Stored data:
== == ==
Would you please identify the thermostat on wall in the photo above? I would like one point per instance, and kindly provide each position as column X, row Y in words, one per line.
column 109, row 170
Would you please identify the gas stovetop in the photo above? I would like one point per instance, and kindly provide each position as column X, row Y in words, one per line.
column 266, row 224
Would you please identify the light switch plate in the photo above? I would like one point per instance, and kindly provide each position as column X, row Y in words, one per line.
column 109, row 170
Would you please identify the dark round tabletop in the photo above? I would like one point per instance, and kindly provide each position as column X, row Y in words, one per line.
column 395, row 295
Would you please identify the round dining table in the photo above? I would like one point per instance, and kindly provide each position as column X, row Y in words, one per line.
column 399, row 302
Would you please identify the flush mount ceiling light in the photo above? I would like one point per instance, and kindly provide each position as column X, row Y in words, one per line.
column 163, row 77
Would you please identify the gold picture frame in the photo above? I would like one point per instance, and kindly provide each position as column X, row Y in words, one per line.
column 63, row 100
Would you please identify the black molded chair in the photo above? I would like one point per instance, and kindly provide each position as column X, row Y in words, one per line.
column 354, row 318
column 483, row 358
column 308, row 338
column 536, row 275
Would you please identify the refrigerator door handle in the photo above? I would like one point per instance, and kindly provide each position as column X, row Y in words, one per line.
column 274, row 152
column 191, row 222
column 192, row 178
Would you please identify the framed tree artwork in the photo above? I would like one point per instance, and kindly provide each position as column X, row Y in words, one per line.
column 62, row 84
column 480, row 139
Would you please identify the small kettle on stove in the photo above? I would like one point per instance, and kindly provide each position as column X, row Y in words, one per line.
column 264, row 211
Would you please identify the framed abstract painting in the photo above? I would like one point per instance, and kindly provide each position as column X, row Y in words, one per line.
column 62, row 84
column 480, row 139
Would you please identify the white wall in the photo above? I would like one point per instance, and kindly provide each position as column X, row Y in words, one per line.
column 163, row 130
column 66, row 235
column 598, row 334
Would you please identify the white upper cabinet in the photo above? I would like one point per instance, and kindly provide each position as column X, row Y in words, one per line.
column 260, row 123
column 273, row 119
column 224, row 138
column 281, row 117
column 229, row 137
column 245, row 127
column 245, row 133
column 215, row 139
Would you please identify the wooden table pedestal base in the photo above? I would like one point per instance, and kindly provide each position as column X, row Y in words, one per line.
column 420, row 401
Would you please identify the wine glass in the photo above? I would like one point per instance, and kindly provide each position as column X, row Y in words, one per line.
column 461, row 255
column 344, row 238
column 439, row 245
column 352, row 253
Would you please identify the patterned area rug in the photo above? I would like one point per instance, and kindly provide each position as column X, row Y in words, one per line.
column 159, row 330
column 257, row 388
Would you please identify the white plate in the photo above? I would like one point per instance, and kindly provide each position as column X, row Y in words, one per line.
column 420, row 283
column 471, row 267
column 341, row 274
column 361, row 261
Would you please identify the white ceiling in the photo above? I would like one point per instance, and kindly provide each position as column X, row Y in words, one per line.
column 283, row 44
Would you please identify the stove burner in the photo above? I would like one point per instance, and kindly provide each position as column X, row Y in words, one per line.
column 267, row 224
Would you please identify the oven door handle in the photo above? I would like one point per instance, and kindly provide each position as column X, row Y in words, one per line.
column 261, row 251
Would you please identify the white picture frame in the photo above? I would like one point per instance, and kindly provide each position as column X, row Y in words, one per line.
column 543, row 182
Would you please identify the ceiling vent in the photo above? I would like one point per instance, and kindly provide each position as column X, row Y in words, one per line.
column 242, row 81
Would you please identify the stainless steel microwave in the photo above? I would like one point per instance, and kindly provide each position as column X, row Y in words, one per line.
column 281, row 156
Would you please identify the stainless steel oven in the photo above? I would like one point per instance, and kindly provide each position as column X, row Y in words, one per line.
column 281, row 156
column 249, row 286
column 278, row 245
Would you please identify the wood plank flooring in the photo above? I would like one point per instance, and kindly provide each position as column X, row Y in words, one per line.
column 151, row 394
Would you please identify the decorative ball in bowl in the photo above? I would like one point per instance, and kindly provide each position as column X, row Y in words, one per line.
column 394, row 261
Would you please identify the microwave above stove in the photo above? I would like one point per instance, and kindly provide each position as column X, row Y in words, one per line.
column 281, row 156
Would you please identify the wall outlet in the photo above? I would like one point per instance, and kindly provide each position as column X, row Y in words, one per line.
== == ==
◆ Your goal ◆
Full repetition needed. Write out every entry above exactly as given.

◆ Result below ◆
Would you please identify the thermostat on wall in the photo above? I would like one point per instance, and kindly provide each position as column X, row Y in words, one per line.
column 109, row 170
Would you please identify the gas stovetop in the photo above? I would like one point per instance, and kindly provide each position as column X, row Y in words, one per line.
column 266, row 224
Would you please identify the light switch plate in the photo above? I would like one point per instance, and kindly provide each position as column X, row Y in words, one per line.
column 109, row 170
Would you please identify the dark round tabletop in the photo above? I would like one point per instance, and kindly provide each position as column X, row Y in words, one per line.
column 395, row 295
Would you please identify the round dining table in the photo above? I would like one point per instance, and kindly provide each position as column X, row Y in words, one per line.
column 399, row 302
Would you please identify the flush mount ceiling light in the photo above? I would like one point per instance, and kindly provide each position as column X, row Y in words, one per line.
column 163, row 77
Would you please identify the gold picture frame in the photo above? I would like one point per instance, and kindly provide each position as column X, row Y in words, one per line.
column 63, row 100
Would you please identify the black molded chair in the photo above? I would like one point per instance, and kindly provide each position as column X, row Y in words, one per line.
column 354, row 318
column 483, row 358
column 308, row 338
column 536, row 275
Would you please identify the refrigerator door handle in the photo above? I would like one point per instance, and kindly provide each position as column X, row Y in words, one per line.
column 274, row 152
column 191, row 222
column 192, row 178
Would you please identify the framed tree artwork in the photo above? I would like one point per instance, and kindly provide each position as column X, row Y in words, one per line.
column 62, row 84
column 480, row 139
Would you please identify the small kettle on stove in the photo above? I would like one point per instance, and kindly provide each position as column X, row Y in words, one per line.
column 264, row 211
Would you please identify the framed abstract painting in the photo above? I would like one point per instance, and kindly provide each position as column X, row Y in words, one per line.
column 62, row 84
column 480, row 139
Would you please identify the white wall in the photo above? I would like one point per instance, and kindly provide each position as column X, row Y in words, one per line.
column 163, row 130
column 66, row 235
column 598, row 334
Would you please identify the white upper cabinet in the photo above? I would like one point per instance, and kindly provide each position as column X, row Y in words, one per line.
column 260, row 123
column 273, row 119
column 224, row 138
column 281, row 117
column 229, row 137
column 245, row 127
column 245, row 133
column 215, row 139
Would you please identify the wooden table pedestal base in the photo above? I would like one point per instance, and kindly provide each position as column X, row Y in words, one per line.
column 420, row 401
Would you please identify the wine glass in the photo above? I would like one point per instance, and kindly provide each position as column X, row Y in words, one per line.
column 461, row 255
column 344, row 238
column 439, row 245
column 352, row 253
Would you please identify the patterned area rug in the photo above? I would like one point per instance, and kindly provide each position as column X, row Y in words, one per line.
column 159, row 330
column 257, row 388
Would you please identify the white plate in the photo above? I would like one point per instance, and kindly provide each position as column X, row Y in words, one per line.
column 420, row 283
column 471, row 267
column 341, row 274
column 361, row 261
Would you please identify the white ceiling in the photo above? I would like one point per instance, and kindly provide each position as column X, row Y in words, one per line.
column 283, row 44
Would you please identify the stove burner in the photo above? I would like one point per instance, and kindly provide each position as column X, row Y in words, one per line.
column 267, row 224
Would you please identify the oven door handle in the photo above? I would like one point per instance, and kindly provide each position as column X, row Y in words, one per line.
column 261, row 251
Would you please identify the white picture frame in the photo above? I would like one point per instance, and kindly provide each position as column X, row Y in words, one per line.
column 543, row 182
Would you please identify the ceiling vent in the photo above? I would like one point per instance, and kindly provide each position as column X, row Y in words, one per line.
column 242, row 81
Would you please identify the stainless steel microwave in the photo above? I would like one point per instance, and kindly provide each position as column X, row Y in words, one per line.
column 281, row 156
Would you please identify the stainless steel oven in the photo above? I would like one point per instance, and kindly provide each position as column X, row Y in words, one per line.
column 281, row 156
column 249, row 286
column 278, row 245
Would you please identify the wood plank flooring in the photo above? I would like one point per instance, and kindly provide each position as column X, row Y in words, one per line.
column 151, row 394
Would you please identify the decorative ball in bowl in the photo above? I would like one point per instance, and kindly provide each position as column X, row Y in words, one per line.
column 394, row 261
Would you please identify the microwave above stove in the photo above? I would like one point per instance, and kindly provide each position as column X, row Y in words, one per line.
column 281, row 156
Would you please identify the wall outlet in the photo above? I would like one point per instance, and kindly provide each position as column X, row Y in words, one per line.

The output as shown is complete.